* _EXERCISE BRIEF_
When a line below contains the word "raked", copy that line.

Records contained in a dataset:

━━━━━━

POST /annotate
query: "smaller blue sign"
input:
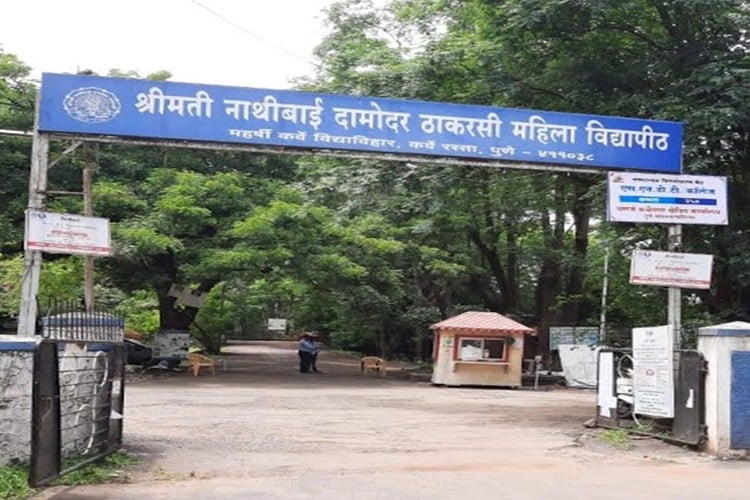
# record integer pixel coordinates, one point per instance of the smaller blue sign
(159, 110)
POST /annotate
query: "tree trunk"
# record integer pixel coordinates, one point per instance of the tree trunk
(571, 311)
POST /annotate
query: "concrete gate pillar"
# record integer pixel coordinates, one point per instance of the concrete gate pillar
(726, 348)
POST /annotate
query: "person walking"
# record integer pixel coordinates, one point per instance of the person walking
(305, 350)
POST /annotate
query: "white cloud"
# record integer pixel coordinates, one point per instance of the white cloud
(179, 36)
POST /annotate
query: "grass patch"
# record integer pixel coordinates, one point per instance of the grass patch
(14, 482)
(107, 470)
(616, 437)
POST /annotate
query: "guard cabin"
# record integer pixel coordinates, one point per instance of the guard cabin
(479, 349)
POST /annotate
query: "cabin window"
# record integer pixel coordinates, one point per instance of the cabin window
(481, 349)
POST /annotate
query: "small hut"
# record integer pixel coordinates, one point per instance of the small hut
(478, 348)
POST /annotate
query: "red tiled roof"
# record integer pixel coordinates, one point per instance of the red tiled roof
(476, 321)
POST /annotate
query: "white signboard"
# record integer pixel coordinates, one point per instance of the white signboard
(667, 199)
(67, 233)
(679, 270)
(277, 324)
(581, 335)
(653, 378)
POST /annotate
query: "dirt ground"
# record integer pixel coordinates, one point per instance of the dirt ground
(261, 429)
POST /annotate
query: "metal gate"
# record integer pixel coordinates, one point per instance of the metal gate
(77, 406)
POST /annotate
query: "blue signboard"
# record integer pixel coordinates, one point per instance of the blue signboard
(77, 104)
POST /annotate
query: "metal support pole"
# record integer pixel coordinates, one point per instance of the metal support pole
(674, 294)
(33, 259)
(603, 316)
(88, 210)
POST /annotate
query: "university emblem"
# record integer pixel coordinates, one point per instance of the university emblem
(91, 105)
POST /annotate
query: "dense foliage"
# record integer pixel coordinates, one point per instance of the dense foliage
(373, 252)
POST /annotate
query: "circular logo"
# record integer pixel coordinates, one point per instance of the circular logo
(91, 105)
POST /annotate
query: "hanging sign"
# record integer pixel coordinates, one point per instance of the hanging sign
(653, 378)
(679, 270)
(667, 199)
(67, 233)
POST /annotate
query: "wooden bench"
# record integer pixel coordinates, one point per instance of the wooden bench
(370, 364)
(197, 361)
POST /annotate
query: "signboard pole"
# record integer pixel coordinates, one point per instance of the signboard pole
(674, 294)
(33, 258)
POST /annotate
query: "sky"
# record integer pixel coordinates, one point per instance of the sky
(245, 43)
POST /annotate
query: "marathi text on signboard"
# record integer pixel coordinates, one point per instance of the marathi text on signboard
(679, 270)
(653, 379)
(91, 105)
(67, 233)
(277, 324)
(667, 199)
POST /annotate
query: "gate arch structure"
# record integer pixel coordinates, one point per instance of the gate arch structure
(105, 109)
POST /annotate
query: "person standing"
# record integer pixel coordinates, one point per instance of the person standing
(305, 349)
(315, 341)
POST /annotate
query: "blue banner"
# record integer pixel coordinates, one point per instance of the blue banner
(92, 105)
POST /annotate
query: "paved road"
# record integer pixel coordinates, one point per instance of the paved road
(262, 430)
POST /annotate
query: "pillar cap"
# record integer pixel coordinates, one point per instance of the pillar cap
(732, 329)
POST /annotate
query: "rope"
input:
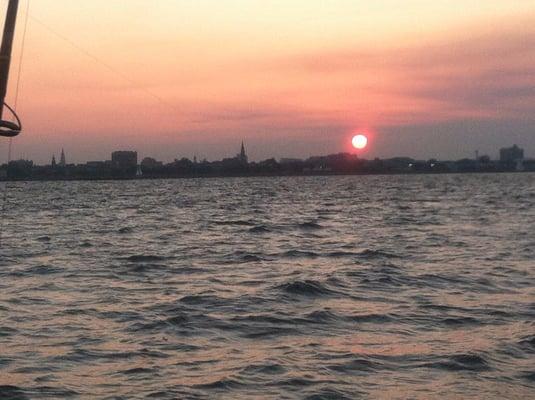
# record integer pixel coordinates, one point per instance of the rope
(104, 64)
(7, 187)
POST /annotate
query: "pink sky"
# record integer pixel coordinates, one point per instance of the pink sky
(426, 79)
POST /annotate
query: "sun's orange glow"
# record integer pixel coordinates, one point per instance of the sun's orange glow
(360, 142)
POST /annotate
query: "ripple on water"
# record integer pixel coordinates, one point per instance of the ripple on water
(308, 288)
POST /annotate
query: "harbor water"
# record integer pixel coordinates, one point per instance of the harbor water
(359, 287)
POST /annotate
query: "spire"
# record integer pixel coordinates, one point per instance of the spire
(62, 162)
(243, 155)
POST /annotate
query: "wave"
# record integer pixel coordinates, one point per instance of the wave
(461, 362)
(310, 226)
(299, 254)
(145, 258)
(8, 392)
(305, 288)
(260, 229)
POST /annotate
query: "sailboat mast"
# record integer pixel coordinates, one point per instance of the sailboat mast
(6, 49)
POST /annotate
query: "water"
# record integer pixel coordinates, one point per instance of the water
(279, 288)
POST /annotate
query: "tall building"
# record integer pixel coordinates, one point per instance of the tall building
(124, 160)
(511, 155)
(242, 157)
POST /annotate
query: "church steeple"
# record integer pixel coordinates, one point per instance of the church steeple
(243, 155)
(62, 161)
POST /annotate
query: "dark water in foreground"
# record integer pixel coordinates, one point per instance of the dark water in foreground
(319, 288)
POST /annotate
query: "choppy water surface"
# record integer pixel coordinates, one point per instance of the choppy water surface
(320, 288)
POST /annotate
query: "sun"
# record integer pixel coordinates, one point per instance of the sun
(360, 142)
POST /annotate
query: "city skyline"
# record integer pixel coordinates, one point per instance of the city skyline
(422, 78)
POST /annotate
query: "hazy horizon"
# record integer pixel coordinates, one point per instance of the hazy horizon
(424, 80)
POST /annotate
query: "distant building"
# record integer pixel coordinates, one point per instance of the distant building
(62, 162)
(124, 159)
(290, 160)
(511, 155)
(242, 157)
(150, 163)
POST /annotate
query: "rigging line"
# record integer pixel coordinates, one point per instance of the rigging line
(15, 104)
(104, 64)
(21, 58)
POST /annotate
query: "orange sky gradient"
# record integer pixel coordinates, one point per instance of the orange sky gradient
(292, 78)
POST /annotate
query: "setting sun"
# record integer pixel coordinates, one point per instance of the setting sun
(360, 142)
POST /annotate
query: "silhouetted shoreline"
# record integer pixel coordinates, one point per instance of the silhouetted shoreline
(124, 165)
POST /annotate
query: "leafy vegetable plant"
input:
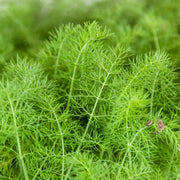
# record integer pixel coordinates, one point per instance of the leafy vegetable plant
(83, 108)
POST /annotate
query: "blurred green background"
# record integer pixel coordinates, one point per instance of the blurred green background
(140, 25)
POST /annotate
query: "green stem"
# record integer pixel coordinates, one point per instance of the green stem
(18, 140)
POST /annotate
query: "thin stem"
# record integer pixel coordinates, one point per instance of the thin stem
(62, 140)
(18, 139)
(156, 41)
(90, 119)
(129, 147)
(58, 56)
(152, 95)
(74, 74)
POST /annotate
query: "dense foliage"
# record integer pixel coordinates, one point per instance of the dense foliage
(91, 100)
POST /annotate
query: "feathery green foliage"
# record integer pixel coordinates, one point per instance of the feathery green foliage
(77, 105)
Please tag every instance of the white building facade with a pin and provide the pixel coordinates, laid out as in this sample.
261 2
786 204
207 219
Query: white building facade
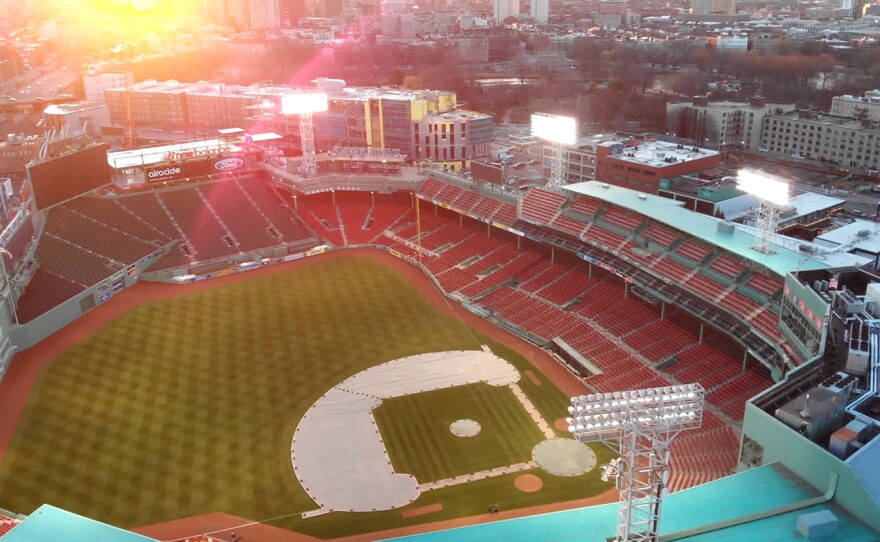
502 9
722 124
95 84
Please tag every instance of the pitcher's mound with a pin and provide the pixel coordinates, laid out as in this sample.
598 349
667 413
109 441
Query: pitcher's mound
465 428
564 457
528 483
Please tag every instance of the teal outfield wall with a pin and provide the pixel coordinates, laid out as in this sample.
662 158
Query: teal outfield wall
811 462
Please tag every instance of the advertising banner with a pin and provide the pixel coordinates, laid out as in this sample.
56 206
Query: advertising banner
174 171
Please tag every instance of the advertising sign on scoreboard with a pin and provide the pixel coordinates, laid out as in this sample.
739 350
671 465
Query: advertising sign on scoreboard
487 172
173 171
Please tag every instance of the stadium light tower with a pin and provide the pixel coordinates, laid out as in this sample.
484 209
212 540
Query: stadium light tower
305 104
558 131
774 193
643 424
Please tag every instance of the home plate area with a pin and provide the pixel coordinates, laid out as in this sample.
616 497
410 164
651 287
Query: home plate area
337 451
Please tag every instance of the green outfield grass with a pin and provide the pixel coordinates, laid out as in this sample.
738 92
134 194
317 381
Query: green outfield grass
188 405
415 429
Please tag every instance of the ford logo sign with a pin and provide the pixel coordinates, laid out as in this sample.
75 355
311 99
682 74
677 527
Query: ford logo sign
228 164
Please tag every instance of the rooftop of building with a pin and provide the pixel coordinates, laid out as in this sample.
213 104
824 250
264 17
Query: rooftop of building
709 185
71 107
732 104
459 114
740 241
744 496
810 202
860 235
822 119
871 96
660 153
591 141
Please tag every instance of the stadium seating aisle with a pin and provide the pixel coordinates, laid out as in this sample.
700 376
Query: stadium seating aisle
93 236
248 224
275 209
549 299
318 211
71 262
204 232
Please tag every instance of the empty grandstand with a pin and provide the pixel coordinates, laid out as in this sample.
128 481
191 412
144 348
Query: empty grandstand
627 290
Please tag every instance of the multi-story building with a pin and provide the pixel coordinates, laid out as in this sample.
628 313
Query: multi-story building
640 165
580 157
837 140
707 7
16 151
540 11
95 83
453 138
729 44
356 117
610 13
264 14
722 124
183 105
502 9
857 107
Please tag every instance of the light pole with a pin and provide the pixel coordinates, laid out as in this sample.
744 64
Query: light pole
8 285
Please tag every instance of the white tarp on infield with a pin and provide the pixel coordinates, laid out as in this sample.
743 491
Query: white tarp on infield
337 451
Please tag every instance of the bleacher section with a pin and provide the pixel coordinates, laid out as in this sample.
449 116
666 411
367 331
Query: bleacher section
212 221
6 524
521 282
727 266
520 286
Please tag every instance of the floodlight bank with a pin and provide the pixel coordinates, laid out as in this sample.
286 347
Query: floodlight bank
555 128
763 186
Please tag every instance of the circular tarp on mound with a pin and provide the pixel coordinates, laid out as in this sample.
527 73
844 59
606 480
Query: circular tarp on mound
528 483
465 428
564 457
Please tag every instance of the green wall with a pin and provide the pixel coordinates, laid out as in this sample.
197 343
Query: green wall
811 462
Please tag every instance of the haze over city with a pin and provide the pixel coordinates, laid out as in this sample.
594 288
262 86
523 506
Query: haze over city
429 270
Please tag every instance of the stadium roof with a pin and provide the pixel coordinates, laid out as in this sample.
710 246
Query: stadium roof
851 235
50 524
703 227
745 496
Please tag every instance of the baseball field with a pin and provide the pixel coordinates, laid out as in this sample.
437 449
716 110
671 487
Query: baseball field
187 405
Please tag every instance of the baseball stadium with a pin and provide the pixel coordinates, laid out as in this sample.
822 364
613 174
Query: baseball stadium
186 333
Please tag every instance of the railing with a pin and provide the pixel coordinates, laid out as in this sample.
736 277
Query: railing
12 227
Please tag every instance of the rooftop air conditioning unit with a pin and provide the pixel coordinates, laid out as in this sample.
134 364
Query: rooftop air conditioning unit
726 227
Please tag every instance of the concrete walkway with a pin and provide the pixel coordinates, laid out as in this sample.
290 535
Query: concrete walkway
337 452
533 412
465 478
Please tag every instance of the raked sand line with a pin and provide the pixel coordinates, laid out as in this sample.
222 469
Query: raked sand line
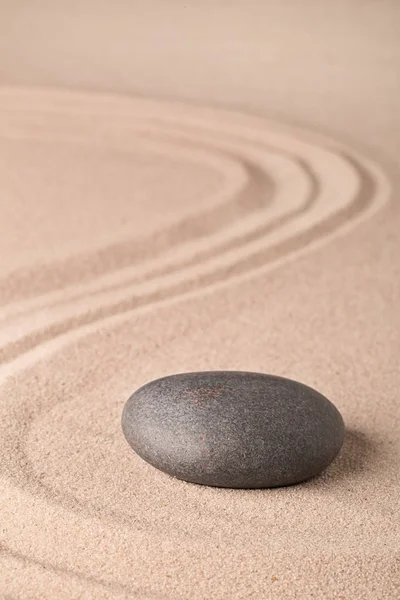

━━━━━━

* _ANSWER FOR THE TASK_
Please tag every instance of the raked sand line with a pin and provide the pixel coordinates, laid out as in this sample.
Query: raked sand line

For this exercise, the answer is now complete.